*** Opening Text passage ***

Saturday, January 26, 2013

Two Limericks



  A woman who’d hated to clean
   Since way back when she was a teen,
   Opened up Pine Sol
   Let it sit, that’s all.
   ’Til the house smelled ever so clean.
  
   A fellow who’d planned to come clean
   Realized his idea was not keen.
   He admitted a bit,
   Then lickety-split,
   He wrapped himself in saintly sheen.

Notes from the Home - January 26, 2013



   A quick reading of the April 27, 2012 “Notes from the Home” reveals, my wheelchair odometer had reached 800 miles a day or two earlier. An unremarkable feat if ever there was one. The wheelchair was three-years old, and averaging 267 miles a year going hither and thither hardly seems worth noting. But it seemed worth recollecting when I got back from my morning jaunt and saw that the odometer was showing 1,775 miles.

   I didn’t make a note of the mileage when I arrived at Covenant Woods on March 26. I’m sure, however, I put more than twenty-five miles on the buggy during my first month here. So, rather than waiting for the odometer to get to 1,800 miles, I now declare that I have put 1,000 miles on the wheelchair since arriving at Covenant Woods.

   The sad thing is, almost all of them have been accumulated by going round and round the Covenant Woods’ parking lot. So, if you will excuse me, I’ll go off and whine about the lack of sidewalks, which limits my ability to wander about. Better yet, I’ll go off and give thanks for my insurance, which allowed me to get the chair, which allows me to wander, even if I cannot go far.

  

   With Russ’ help, I made the trek to Atlanta and the Emory Clinic Wednesday. It made me homesick for the Cleveland Clinic. I got the feeling at Emory that I was being put on a conveyor belt. Everyone did his or her job. The nurse took my blood pressure, temperature and pulse. The doctor filled me full of baclofen. But the doctor didn’t ask many questions, and he didn’t ask me to move my legs, nor did he bend them to see how stiff they were. He wasn’t an unsociable type, though.

   “Where are you from?” the doc asked.

   “Well, I grew up in the Pittsburgh suburbs and spent most of my adult life in Ashtabula, Ohio.”

   “Where’s that?”

   “On Lake Erie, about fifty miles east of Cleveland.”

*** Closing Text passage ***

Assigned task A:
List every distance given in miles in the January 26, 2013 post, in the order it appears.
Assigned task B:
Reproduce the part of the January 26, 2013 post from "A quick reading" up to and including "at Covenant Woods.".
The data after this point are not needed to complete this work.

*** Opening Source data ***

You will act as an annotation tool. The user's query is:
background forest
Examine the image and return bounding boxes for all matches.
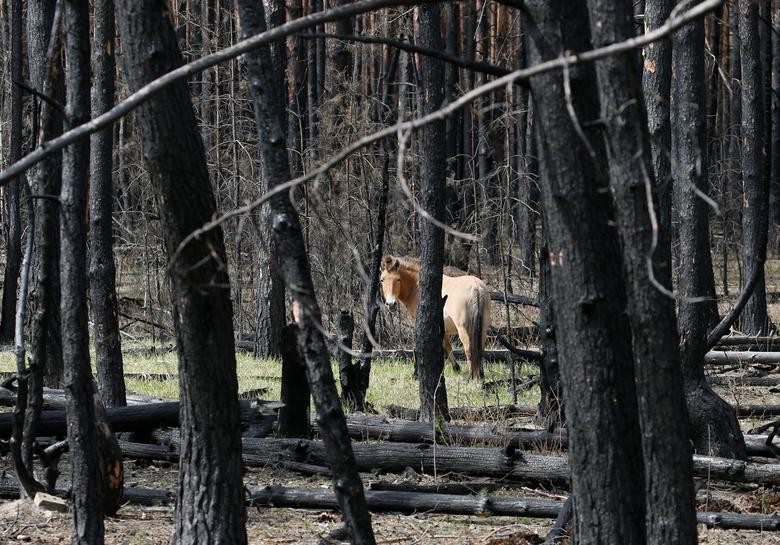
[0,0,780,544]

*** Closing Source data ***

Task result A:
800 miles; 267 miles; 1,775 miles; twenty-five miles; 1,800 miles; 1,000 miles; fifty miles

Task result B:
A quick reading of the April 27, 2012 “Notes from the Home” reveals, my wheelchair odometer had reached 800 miles a day or two earlier. An unremarkable feat if ever there was one. The wheelchair was three-years old, and averaging 267 miles a year going hither and thither hardly seems worth noting. But it seemed worth recollecting when I got back from my morning jaunt and saw that the odometer was showing 1,775 miles.

   I didn’t make a note of the mileage when I arrived at Covenant Woods on March 26. I’m sure, however, I put more than twenty-five miles on the buggy during my first month here. So, rather than waiting for the odometer to get to 1,800 miles, I now declare that I have put 1,000 miles on the wheelchair since arriving at Covenant Woods.